*Da fare*
Raccogli ogni riga dei record che contiene la parola "glove".

Estratti di dataset etichettati con riquadri:

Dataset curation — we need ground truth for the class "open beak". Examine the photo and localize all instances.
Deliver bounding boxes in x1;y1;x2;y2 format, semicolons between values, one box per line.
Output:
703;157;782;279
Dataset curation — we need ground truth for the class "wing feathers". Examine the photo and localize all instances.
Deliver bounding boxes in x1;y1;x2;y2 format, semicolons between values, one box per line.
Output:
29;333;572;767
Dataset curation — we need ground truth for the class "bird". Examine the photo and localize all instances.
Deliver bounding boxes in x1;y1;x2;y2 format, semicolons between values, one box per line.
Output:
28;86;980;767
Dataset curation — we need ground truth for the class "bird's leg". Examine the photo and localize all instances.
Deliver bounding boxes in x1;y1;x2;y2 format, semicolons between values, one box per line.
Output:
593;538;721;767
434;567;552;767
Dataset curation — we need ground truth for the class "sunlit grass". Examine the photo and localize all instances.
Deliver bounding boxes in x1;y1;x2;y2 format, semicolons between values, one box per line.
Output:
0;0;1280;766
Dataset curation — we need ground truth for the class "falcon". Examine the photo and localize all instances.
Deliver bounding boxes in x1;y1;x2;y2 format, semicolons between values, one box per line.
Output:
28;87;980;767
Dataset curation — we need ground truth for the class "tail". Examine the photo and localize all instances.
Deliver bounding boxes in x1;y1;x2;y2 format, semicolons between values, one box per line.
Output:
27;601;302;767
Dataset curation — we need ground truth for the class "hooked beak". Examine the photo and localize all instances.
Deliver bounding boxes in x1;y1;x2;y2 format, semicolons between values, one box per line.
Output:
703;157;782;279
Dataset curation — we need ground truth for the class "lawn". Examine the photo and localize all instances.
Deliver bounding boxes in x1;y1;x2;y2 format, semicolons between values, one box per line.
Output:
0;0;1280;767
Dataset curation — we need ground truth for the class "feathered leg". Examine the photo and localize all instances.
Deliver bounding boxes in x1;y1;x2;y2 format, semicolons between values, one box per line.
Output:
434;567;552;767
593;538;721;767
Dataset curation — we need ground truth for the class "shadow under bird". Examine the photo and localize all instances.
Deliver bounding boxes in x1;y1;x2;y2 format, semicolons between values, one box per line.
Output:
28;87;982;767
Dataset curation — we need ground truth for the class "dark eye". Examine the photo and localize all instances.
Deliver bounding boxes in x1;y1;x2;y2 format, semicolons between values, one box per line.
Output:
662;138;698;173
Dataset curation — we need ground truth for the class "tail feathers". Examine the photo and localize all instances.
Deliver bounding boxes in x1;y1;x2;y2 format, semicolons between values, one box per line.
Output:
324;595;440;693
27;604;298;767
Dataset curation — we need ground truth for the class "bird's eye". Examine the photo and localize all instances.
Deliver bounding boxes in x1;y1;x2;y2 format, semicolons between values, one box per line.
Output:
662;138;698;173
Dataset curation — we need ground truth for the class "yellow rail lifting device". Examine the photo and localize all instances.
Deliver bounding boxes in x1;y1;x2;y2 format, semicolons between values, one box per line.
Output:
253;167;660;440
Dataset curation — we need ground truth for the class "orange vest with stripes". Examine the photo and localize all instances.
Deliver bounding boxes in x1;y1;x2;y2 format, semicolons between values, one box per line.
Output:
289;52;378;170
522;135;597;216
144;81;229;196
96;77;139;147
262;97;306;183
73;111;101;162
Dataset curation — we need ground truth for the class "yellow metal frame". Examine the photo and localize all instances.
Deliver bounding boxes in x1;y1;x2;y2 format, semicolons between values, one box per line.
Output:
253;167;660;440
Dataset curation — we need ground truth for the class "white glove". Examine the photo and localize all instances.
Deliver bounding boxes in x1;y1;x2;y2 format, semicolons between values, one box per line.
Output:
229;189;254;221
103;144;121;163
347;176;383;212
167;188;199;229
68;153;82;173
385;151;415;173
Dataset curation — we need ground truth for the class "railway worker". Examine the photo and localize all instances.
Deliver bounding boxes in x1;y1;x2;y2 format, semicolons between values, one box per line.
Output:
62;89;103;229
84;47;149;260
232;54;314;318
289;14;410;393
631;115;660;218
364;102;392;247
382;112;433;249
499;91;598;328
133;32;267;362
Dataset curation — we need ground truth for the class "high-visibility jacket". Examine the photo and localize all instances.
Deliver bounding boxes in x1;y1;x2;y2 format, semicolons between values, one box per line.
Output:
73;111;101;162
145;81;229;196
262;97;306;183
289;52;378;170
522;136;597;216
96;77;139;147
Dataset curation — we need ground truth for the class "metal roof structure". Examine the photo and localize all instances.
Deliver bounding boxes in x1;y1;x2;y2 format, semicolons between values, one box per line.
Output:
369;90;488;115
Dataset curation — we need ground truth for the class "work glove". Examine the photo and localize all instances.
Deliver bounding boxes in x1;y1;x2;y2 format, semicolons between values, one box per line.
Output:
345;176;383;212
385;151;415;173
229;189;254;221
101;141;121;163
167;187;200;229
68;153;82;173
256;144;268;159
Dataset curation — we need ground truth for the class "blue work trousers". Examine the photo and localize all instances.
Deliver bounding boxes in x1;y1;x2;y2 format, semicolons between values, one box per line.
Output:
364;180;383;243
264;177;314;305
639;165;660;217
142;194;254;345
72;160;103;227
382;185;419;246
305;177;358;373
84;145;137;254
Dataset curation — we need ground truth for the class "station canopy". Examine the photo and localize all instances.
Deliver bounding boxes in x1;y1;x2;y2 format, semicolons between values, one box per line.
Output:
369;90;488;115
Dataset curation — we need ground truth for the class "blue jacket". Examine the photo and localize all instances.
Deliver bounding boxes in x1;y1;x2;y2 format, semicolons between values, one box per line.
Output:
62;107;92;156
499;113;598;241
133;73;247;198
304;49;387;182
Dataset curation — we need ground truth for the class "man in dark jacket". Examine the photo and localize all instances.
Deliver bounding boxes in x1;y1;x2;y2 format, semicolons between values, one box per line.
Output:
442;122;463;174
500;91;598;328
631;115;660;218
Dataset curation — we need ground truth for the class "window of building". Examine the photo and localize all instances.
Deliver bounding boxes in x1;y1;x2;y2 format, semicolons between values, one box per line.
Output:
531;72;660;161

*Esito esercizio*
Dataset curation — we need ground truth for the class "white glove". Examine the photo and localize all instances.
Dataset curation — we need ground truth for the class "work glove". Examine the photo and localize all instances.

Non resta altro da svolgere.